Entrées d'annotation de coordonnées
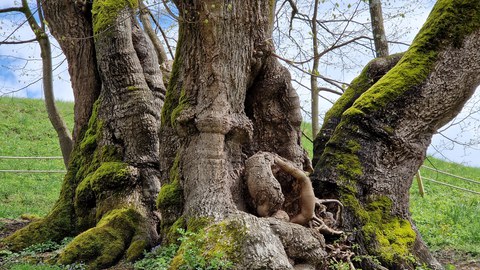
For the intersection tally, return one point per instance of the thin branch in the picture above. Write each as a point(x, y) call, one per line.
point(18, 42)
point(170, 11)
point(162, 32)
point(12, 9)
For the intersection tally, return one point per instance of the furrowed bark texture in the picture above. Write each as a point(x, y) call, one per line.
point(109, 192)
point(228, 99)
point(370, 158)
point(71, 25)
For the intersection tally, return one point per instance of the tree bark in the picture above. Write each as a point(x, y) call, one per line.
point(230, 104)
point(313, 77)
point(71, 25)
point(368, 159)
point(228, 99)
point(378, 30)
point(108, 195)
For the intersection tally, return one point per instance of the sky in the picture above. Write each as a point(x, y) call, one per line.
point(20, 76)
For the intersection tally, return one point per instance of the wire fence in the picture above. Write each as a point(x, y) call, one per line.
point(420, 183)
point(419, 178)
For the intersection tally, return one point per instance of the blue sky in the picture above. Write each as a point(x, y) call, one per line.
point(20, 66)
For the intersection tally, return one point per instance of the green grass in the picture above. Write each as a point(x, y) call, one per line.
point(447, 218)
point(26, 131)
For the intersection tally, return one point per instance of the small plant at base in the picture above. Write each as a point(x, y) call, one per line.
point(158, 258)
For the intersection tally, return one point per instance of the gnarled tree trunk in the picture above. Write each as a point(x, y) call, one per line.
point(109, 192)
point(372, 145)
point(230, 120)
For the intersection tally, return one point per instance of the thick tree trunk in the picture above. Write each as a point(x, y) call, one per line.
point(228, 99)
point(369, 157)
point(378, 30)
point(230, 120)
point(71, 24)
point(110, 189)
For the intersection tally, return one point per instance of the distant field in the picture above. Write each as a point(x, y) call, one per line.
point(447, 218)
point(26, 131)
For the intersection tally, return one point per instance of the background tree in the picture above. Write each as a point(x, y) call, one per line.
point(39, 29)
point(228, 102)
point(378, 30)
point(342, 34)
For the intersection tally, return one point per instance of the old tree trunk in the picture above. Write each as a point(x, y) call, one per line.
point(223, 155)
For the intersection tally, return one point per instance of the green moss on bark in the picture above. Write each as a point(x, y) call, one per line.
point(105, 13)
point(104, 245)
point(448, 24)
point(395, 236)
point(217, 244)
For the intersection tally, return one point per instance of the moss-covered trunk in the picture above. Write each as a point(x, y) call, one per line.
point(108, 195)
point(227, 152)
point(228, 99)
point(372, 145)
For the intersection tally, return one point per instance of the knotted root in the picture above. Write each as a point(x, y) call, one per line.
point(268, 198)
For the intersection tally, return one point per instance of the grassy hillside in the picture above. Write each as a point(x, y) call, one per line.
point(26, 131)
point(447, 218)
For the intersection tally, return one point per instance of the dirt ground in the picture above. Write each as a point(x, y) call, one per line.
point(446, 257)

### [Consignes]
Restituez l'ensemble des enregistrements ci-dessus sous forme de tableau Markdown à deux colonnes, « Numéro » et « Ligne d'enregistrement », chaque ligne occupant une rangée et les lignes vides étant omises. N'incluez pas les images dans la réponse.

### [Réponse finale]
| Numéro | Ligne d'enregistrement |
|---|---|
| 1 | For the intersection tally, return one point per instance of the thin branch in the picture above. Write each as a point(x, y) call, one per line. |
| 2 | point(18, 42) |
| 3 | point(170, 11) |
| 4 | point(162, 32) |
| 5 | point(12, 9) |
| 6 | For the intersection tally, return one point per instance of the furrowed bark texture in the picture above. Write each as a point(x, y) call, one per line. |
| 7 | point(109, 192) |
| 8 | point(228, 99) |
| 9 | point(370, 158) |
| 10 | point(71, 25) |
| 11 | For the intersection tally, return one point per instance of the tree bark in the picture above. Write each as a point(x, y) call, one per line. |
| 12 | point(230, 104) |
| 13 | point(313, 77) |
| 14 | point(71, 25) |
| 15 | point(368, 159) |
| 16 | point(228, 99) |
| 17 | point(378, 30) |
| 18 | point(108, 195) |
| 19 | For the intersection tally, return one point per instance of the sky in the picture above. Write each as a point(x, y) call, one per line. |
| 20 | point(20, 76) |
| 21 | For the intersection tally, return one point per instance of the wire fence in the picture above. Write each as a point(x, y) call, one per line. |
| 22 | point(420, 183) |
| 23 | point(419, 178) |
| 24 | For the intersection tally, return one point per instance of the blue sky in the picture above. Write each as a point(x, y) call, one per line. |
| 25 | point(20, 66) |
| 26 | For the intersection tally, return one point per instance of the green grass in the picture above. Write each as a point(x, y) call, one per line. |
| 27 | point(447, 218) |
| 28 | point(26, 131) |
| 29 | For the intersection tally, return one point per instance of the small plant at base in the picture above. Write each as a point(x, y) call, one per line. |
| 30 | point(158, 258) |
| 31 | For the intersection tally, return one point per instance of the gnarled tree trunk in the picture above. Write each as a point(x, y) call, one per line. |
| 32 | point(109, 192) |
| 33 | point(372, 145) |
| 34 | point(230, 120) |
| 35 | For the intersection tally, return one point per instance of the thick tree trunk in the picture above. Write each as a point(x, y) call, one per line. |
| 36 | point(228, 99) |
| 37 | point(369, 157) |
| 38 | point(378, 30) |
| 39 | point(230, 120) |
| 40 | point(71, 24) |
| 41 | point(110, 189) |
| 42 | For the intersection tally, return one point per instance of the distant field in the picture above. Write each as a point(x, y) call, one per line. |
| 43 | point(447, 218) |
| 44 | point(26, 131) |
| 45 | For the intersection tally, return one point per instance of the background tree in the picture above. Write each as a point(x, y) call, one per line. |
| 46 | point(39, 29) |
| 47 | point(228, 102) |
| 48 | point(378, 30) |
| 49 | point(342, 34) |
| 50 | For the intersection tally, return one point per instance of the old tree trunk in the picture above. Write each as a point(x, y) call, one per line. |
| 51 | point(223, 155) |
| 52 | For the intersection tally, return one point per instance of the green moss on bark in the picture above. Write each as a point(x, y) call, one per line. |
| 53 | point(105, 13) |
| 54 | point(104, 245) |
| 55 | point(448, 24) |
| 56 | point(395, 236) |
| 57 | point(217, 244) |
| 58 | For the intersection tally, return one point per instance of the moss-covered trunk in the picture above. Write each as a point(x, y) call, one per line. |
| 59 | point(108, 195) |
| 60 | point(227, 152) |
| 61 | point(228, 99) |
| 62 | point(372, 145) |
| 63 | For the intersection tally, return one point per instance of the knotted root in the picture above. Write each as a point(x, y) call, one per line. |
| 64 | point(268, 198) |
| 65 | For the intersection tally, return one point per instance of the grassy hillside in the picture above. Write each as a point(x, y) call, one per line. |
| 66 | point(26, 131) |
| 67 | point(447, 218) |
| 68 | For the intersection tally, return one point per instance of the dirt ground in the picture above. Write each as a point(x, y) call, one per line. |
| 69 | point(446, 257) |